DATA FOR PROCESSING:
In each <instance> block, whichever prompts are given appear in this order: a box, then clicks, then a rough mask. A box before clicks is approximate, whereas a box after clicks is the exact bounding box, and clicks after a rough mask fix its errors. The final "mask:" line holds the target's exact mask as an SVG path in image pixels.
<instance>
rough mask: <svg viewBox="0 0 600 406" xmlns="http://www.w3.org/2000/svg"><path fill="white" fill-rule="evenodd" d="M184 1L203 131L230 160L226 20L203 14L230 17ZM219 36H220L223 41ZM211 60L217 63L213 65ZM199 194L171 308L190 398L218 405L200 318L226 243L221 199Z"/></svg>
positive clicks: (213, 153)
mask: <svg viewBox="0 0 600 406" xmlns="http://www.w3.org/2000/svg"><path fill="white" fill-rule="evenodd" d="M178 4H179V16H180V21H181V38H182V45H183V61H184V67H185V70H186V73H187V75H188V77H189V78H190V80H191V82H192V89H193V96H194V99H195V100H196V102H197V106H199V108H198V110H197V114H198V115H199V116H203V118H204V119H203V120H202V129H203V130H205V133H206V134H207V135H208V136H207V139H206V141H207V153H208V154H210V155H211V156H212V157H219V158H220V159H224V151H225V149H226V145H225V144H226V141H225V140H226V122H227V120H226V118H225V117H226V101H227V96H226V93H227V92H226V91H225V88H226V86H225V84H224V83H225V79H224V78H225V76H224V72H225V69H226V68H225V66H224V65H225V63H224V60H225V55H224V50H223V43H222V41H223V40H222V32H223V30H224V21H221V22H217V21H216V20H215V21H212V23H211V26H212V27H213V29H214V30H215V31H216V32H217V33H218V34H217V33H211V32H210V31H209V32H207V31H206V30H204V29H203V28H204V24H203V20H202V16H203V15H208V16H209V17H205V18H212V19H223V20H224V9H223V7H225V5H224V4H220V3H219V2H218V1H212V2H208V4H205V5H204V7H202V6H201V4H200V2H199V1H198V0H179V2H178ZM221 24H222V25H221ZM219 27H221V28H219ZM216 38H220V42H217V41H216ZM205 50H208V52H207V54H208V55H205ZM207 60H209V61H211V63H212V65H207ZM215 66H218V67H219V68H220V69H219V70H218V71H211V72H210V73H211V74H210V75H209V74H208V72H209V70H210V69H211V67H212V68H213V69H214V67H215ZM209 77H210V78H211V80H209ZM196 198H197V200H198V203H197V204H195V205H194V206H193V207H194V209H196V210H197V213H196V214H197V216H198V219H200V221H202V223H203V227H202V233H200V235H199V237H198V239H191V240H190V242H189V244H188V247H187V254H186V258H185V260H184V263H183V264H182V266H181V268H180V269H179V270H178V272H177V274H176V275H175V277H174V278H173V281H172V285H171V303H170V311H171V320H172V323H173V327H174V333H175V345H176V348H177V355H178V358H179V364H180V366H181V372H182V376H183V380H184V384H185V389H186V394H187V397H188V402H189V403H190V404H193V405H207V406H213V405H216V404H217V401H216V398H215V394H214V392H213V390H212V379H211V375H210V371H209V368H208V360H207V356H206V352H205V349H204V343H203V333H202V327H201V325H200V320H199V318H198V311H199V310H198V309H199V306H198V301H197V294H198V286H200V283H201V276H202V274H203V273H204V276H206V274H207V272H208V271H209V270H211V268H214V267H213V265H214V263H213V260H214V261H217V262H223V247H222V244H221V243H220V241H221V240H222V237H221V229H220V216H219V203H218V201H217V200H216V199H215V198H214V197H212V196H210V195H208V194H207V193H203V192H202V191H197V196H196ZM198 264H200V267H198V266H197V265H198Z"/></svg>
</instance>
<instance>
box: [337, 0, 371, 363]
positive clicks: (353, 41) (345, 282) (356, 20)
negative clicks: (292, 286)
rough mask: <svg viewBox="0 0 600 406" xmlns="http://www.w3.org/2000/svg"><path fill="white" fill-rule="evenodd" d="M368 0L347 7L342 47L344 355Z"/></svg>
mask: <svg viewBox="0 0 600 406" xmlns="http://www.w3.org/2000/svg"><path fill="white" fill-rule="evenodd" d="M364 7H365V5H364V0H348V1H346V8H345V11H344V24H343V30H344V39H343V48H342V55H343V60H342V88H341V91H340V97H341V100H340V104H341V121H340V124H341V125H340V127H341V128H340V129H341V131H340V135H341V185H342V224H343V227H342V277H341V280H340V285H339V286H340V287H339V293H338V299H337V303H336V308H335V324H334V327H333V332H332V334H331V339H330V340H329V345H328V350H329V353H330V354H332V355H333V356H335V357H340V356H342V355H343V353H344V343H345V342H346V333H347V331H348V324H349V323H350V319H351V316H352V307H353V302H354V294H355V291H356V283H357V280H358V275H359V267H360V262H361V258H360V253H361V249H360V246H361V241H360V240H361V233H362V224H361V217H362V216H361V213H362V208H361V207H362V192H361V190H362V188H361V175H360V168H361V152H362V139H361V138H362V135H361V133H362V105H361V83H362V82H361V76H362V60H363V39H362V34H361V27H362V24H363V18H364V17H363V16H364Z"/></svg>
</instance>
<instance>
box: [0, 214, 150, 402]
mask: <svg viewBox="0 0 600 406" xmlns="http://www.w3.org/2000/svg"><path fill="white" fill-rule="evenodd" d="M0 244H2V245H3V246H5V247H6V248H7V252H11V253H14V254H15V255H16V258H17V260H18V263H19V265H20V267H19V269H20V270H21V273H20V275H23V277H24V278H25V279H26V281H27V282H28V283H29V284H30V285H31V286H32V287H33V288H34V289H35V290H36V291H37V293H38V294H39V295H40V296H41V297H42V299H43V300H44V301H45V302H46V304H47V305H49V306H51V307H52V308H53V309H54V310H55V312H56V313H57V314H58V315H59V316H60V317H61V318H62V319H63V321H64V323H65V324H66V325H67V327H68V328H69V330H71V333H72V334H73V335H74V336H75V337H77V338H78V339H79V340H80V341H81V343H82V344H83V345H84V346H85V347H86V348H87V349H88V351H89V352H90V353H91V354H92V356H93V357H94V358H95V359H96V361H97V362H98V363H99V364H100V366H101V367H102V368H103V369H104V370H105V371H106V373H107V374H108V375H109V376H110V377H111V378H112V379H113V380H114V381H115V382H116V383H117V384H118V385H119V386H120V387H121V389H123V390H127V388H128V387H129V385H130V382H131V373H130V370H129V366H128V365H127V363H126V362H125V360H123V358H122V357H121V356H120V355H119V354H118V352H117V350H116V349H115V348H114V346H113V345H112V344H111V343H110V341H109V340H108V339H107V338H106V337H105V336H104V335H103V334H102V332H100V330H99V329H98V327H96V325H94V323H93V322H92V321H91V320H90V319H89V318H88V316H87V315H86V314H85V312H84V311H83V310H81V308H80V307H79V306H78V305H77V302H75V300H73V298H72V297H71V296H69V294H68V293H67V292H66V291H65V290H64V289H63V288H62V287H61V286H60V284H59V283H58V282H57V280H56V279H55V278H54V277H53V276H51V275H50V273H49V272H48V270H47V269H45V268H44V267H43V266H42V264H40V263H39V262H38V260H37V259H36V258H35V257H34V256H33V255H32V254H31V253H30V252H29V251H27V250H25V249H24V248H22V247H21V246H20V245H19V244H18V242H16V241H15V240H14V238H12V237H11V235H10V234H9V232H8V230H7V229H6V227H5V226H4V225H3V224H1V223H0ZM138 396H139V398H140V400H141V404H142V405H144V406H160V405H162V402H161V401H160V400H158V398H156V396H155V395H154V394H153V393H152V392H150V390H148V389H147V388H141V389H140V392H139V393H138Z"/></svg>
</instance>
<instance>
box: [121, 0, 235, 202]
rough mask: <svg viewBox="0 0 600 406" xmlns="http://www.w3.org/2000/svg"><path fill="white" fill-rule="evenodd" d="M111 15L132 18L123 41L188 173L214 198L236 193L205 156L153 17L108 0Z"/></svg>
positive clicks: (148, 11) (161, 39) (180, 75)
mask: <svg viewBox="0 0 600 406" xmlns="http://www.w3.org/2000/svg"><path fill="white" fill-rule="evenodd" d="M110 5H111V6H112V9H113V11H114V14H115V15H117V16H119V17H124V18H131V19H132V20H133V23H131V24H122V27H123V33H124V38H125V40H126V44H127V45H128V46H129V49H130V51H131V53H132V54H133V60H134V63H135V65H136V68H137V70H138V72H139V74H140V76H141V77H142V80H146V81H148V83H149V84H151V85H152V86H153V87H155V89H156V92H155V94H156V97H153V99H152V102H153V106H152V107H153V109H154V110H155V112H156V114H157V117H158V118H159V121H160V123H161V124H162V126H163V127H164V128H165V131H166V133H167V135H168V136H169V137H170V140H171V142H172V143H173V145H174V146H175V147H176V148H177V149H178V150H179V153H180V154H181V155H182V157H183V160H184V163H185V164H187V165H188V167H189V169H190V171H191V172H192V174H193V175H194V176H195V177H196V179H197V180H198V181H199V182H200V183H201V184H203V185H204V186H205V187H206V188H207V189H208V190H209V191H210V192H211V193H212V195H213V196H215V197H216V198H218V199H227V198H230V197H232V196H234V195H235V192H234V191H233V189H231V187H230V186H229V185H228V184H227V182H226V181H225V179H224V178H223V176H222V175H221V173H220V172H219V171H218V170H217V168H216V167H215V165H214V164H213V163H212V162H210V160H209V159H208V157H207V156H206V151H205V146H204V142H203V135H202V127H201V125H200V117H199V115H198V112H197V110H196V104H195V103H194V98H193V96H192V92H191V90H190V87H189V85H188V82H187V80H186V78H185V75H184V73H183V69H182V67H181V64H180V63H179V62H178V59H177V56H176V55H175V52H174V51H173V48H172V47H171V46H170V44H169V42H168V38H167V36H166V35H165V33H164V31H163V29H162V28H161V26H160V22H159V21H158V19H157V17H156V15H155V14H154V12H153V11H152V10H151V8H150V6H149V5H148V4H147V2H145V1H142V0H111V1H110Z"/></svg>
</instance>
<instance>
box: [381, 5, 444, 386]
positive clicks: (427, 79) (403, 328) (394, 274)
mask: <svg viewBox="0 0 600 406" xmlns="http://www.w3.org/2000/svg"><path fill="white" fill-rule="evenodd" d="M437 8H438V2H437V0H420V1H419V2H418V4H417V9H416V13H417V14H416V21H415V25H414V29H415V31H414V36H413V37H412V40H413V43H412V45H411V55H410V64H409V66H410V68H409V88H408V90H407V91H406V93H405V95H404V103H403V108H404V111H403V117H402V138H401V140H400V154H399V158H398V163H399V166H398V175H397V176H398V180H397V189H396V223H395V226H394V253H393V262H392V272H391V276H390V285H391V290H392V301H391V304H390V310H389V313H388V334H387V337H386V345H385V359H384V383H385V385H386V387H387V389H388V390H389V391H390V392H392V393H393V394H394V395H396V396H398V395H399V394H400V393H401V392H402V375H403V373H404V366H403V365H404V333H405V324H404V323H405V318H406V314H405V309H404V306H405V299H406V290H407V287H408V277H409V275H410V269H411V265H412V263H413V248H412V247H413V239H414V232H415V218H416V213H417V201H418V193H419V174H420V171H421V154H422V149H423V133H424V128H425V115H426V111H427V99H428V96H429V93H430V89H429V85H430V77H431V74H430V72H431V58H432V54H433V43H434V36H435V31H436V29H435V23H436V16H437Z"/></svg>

WHAT YOU ARE ASKED TO DO:
Update the items from the start through the line holding "positive clicks: (213, 153)", inclusive, swapping every "clicks" for "points" and leaving everything else as it is.

RESPONSE:
In each <instance> block, whichever prompts are given appear in this order: a box, then points, then a rough mask. A box before points is approximate, whereas a box after points is the exact bounding box, and points after a rough mask fix its errors. The final "mask:" line holds the target's exact mask as an SVG path in image pixels.
<instance>
rough mask: <svg viewBox="0 0 600 406" xmlns="http://www.w3.org/2000/svg"><path fill="white" fill-rule="evenodd" d="M184 1L203 131L230 160L226 20L203 14L230 17ZM219 36H220L223 41ZM211 60L217 63L213 65ZM199 194L171 308L190 398L218 405L200 318L226 243L221 199Z"/></svg>
positive points: (213, 153)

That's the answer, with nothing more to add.